Selected extract:
----
Section 5: Tips and Tricks


The standard keymaps in the Terminal app don't report the normal ASCII codes for certain keys. This can be worked around with osx.retro. After building, extend your retroImage:

./retro --with library/os-specific/osx.retro

Save your image, and you'll be able to use backspace in the future.

Section 6: Core Extensions


While working with Retro, I've assembled a set of extensions that I personally find useful, but which don't need to be in the core.

Download a precompiled image from to get all of these preloaded.

Loading the Extensions

The extensions are provided in a single file named extend.retro. This can be found in the bin directory. Load it by doing:

./retro --with library/standard/extend.retro

Save, and the extensions will remain present in future sessions.

The Words

The main words provided by extend.retro are covered in the list below. Some of the internal factors are not listed.

Name Class Data Stack Address Stack
{ .word    
Start a local namespace
} .word    
Close a local namespace
{{ .word    
Start a mixed namespace
---reveal--- .word    
Switch to global namespace
}} .word    
Close a mixed namespace
allot .word n-  
Allocate n cells of data
variable: .word n"-  
Create a variable with an initial value of n
variable .word "-  
Create a variable with an initial value of 0
constant .word n"-  
Create a constant with a value of n
++ .word a-  
Increment the value of a variable
-- .word a-  
Decrement a variable
copy .word aan-  
Copy n cells from source to dest
fill .word ann-  
Takes an address, a value, and a count and fills count cells of memory starting at address with a value
` .compiler "-  

Replaces these forms:

` wordname  =  ['] wordname compile
` wordname  =  ['] wordname execute
." .macro "-  
Parse until " and display the string. If compiling, lay down the code to display the string.
----
Problem description:
Reproduce the passage of the Retro guide starting at "Save your image, and" and ending at "of these preloaded.". Rely only on the Retro guide for everything here.
----
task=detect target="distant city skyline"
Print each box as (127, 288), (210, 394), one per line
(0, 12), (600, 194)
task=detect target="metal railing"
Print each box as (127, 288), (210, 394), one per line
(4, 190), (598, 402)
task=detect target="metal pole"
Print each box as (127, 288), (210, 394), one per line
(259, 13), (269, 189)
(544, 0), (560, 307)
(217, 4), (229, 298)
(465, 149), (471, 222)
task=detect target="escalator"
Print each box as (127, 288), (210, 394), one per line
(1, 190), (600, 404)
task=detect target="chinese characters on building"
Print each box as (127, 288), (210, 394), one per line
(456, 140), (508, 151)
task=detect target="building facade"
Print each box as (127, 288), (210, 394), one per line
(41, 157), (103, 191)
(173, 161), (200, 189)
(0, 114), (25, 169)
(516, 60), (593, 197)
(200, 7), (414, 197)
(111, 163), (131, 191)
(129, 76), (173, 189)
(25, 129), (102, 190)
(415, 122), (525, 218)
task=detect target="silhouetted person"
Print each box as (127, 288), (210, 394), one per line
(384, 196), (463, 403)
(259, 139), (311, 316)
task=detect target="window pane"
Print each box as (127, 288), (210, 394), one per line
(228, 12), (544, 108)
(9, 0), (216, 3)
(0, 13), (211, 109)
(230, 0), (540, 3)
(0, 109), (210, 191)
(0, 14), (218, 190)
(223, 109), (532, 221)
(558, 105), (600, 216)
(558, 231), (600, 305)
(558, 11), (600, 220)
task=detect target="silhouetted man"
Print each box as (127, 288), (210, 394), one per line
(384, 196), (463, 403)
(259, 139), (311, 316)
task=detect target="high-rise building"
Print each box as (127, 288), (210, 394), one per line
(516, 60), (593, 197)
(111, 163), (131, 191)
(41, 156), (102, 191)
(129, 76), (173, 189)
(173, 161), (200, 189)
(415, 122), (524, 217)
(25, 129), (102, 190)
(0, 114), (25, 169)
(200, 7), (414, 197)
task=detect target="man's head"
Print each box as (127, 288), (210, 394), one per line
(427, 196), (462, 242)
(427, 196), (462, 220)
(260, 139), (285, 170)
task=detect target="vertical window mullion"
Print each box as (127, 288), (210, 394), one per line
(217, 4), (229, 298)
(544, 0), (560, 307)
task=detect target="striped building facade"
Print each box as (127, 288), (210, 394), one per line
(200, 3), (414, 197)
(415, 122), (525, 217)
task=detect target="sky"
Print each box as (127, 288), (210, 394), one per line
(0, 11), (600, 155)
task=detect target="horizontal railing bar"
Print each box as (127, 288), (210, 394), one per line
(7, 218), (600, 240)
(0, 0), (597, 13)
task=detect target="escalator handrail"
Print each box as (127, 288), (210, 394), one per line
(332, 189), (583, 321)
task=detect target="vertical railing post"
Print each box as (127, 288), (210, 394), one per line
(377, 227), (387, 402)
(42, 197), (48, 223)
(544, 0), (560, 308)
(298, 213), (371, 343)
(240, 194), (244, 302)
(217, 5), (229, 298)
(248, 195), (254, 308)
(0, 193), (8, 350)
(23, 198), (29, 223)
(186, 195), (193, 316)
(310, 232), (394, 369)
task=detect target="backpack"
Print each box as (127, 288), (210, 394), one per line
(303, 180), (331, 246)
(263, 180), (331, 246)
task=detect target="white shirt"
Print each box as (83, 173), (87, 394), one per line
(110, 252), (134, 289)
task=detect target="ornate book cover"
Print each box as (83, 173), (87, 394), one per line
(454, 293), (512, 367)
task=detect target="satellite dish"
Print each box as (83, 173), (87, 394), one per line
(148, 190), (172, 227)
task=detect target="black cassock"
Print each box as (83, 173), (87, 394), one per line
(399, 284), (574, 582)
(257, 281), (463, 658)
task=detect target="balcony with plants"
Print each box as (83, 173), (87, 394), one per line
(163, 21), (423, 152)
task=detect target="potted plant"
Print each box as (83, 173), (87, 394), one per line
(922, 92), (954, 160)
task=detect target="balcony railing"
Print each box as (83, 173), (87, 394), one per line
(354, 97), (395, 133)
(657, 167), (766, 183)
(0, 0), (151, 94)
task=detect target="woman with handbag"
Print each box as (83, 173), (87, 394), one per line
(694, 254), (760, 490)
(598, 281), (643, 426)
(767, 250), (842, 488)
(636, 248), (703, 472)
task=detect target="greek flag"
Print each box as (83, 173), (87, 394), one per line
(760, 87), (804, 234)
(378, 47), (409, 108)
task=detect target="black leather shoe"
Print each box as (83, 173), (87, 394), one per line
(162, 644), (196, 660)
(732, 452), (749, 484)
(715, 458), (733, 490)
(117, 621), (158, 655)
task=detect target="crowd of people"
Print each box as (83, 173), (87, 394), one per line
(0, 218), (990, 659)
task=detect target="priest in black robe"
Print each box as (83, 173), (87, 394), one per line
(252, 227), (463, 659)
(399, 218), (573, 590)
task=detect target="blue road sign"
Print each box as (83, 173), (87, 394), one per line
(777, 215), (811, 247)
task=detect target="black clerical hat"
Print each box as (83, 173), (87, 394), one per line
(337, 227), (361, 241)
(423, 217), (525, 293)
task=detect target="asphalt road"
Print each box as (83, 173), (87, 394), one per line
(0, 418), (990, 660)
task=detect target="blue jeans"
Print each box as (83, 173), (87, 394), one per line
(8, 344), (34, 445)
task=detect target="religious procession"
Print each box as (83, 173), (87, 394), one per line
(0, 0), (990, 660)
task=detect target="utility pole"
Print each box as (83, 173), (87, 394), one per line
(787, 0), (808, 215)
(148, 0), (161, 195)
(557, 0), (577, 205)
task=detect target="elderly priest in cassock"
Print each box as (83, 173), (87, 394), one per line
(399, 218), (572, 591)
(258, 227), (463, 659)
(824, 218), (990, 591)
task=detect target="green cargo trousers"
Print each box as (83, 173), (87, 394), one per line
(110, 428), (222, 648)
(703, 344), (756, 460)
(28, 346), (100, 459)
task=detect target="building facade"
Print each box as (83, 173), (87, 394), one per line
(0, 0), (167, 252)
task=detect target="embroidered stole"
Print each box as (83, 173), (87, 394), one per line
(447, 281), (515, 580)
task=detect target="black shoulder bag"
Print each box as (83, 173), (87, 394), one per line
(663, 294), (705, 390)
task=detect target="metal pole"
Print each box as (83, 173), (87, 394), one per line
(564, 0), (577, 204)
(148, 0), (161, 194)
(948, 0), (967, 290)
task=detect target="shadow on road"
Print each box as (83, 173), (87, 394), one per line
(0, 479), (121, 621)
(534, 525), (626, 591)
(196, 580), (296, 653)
----
Response area:
Save your image, and you'll be able to use backspace in the future.

Section 6: Core Extensions


While working with Retro, I've assembled a set of extensions that I personally find useful, but which don't need to be in the core.

Download a precompiled image from to get all of these preloaded.